▶ _Task goal_:
Copy the entries from the line with "Could you point out the man's arm" through the end of the entries, swapping "man's arm" for "man's hand" and keeping everything else the same.

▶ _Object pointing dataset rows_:
___
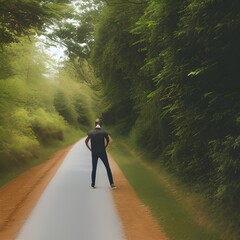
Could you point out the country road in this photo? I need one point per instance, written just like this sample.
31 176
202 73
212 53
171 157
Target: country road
70 209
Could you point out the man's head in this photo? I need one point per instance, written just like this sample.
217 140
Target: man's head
98 121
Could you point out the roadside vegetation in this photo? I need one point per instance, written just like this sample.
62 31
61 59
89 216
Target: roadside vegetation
170 77
45 104
181 213
163 73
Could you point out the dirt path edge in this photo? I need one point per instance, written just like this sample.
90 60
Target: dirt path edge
19 196
138 221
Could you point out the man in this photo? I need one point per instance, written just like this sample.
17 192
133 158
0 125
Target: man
99 141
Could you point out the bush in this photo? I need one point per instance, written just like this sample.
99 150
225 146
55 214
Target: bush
48 126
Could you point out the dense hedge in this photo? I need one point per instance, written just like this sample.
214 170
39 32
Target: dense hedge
170 72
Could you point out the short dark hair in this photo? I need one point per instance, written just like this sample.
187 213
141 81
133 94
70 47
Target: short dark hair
98 121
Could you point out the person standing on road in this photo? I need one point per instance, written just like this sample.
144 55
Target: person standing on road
99 140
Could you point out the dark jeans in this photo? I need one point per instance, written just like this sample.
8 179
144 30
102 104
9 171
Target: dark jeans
104 158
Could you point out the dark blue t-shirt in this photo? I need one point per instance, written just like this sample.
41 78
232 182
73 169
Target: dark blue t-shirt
97 137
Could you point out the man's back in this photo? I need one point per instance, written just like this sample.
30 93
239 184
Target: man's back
97 137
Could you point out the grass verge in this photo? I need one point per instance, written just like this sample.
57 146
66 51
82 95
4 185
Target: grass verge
174 217
71 136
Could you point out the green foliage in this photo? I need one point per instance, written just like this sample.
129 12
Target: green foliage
30 118
47 126
24 17
174 64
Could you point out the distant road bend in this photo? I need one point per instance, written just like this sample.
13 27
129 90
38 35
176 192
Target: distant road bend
69 209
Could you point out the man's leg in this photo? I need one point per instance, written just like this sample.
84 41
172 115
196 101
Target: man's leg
94 168
104 159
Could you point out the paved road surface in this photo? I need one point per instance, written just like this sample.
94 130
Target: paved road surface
69 209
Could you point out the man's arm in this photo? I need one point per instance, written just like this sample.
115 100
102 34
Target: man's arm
86 142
___
▶ _Output_:
Could you point out the man's hand in this photo? I need one point per instance, written just like this sample.
115 100
102 34
Target: man's hand
86 142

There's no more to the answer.